Start of Dataset extract
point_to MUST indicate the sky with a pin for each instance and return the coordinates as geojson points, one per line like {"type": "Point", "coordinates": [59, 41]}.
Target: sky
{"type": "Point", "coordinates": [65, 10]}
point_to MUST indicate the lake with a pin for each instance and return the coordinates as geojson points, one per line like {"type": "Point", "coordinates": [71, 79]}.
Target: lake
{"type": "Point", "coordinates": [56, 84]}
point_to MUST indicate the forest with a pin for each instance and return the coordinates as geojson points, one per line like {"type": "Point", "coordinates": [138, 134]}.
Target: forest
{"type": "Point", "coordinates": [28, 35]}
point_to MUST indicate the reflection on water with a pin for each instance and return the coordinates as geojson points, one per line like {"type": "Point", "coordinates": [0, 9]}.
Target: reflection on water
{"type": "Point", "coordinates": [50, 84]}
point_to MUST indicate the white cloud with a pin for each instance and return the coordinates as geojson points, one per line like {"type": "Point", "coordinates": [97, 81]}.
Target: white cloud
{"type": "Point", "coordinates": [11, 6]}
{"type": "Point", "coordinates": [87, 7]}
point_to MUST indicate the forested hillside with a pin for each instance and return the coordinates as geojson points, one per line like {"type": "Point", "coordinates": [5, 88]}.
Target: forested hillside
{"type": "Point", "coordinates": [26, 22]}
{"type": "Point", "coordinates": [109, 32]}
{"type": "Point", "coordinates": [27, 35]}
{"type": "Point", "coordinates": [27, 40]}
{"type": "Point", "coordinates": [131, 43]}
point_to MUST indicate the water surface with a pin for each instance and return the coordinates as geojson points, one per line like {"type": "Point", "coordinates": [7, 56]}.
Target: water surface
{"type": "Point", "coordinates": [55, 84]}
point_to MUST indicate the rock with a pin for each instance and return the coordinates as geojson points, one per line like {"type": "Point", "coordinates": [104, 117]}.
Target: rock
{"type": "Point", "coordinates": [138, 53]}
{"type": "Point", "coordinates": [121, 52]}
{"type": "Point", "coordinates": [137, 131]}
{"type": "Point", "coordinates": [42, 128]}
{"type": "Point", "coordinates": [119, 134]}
End of Dataset extract
A word-for-word restatement of every record above is expected.

point_to MUST indicate the sky with a pin for each instance and return the coordinates as geojson points, one per line like {"type": "Point", "coordinates": [59, 41]}.
Target: sky
{"type": "Point", "coordinates": [65, 10]}
point_to MUST indicate the lake with a pin for each instance and return the coordinates as geojson points, one per line like {"type": "Point", "coordinates": [71, 79]}.
Target: lake
{"type": "Point", "coordinates": [56, 84]}
point_to MUST indicate the forest with a pin for each instance and return the coordinates as geojson points, one per line like {"type": "Point", "coordinates": [138, 134]}.
Target: forest
{"type": "Point", "coordinates": [28, 35]}
point_to MUST indicate the reflection on water with a pin for each instance and return the coordinates as geojson points, one per line like {"type": "Point", "coordinates": [0, 9]}.
Target: reflection on water
{"type": "Point", "coordinates": [50, 84]}
point_to MUST indicate the white cloud with a pin for each instance and return the coordinates as geojson points, one per line like {"type": "Point", "coordinates": [97, 81]}.
Target: white cloud
{"type": "Point", "coordinates": [11, 6]}
{"type": "Point", "coordinates": [87, 7]}
point_to MUST indicate the forested hillside with a pin for each instance and return the coordinates as geojson points, one per line like {"type": "Point", "coordinates": [5, 88]}.
Target: forested hillside
{"type": "Point", "coordinates": [26, 22]}
{"type": "Point", "coordinates": [109, 32]}
{"type": "Point", "coordinates": [27, 35]}
{"type": "Point", "coordinates": [27, 40]}
{"type": "Point", "coordinates": [131, 43]}
point_to MUST indicate the water surface with a pin for each instance and return the coordinates as geojson points, one per line like {"type": "Point", "coordinates": [7, 56]}.
Target: water surface
{"type": "Point", "coordinates": [55, 84]}
point_to MUST indicate the rock with a pin for each instance and return the coordinates as geojson points, one per line like {"type": "Point", "coordinates": [104, 117]}.
Target: rock
{"type": "Point", "coordinates": [138, 53]}
{"type": "Point", "coordinates": [121, 52]}
{"type": "Point", "coordinates": [137, 131]}
{"type": "Point", "coordinates": [42, 128]}
{"type": "Point", "coordinates": [119, 134]}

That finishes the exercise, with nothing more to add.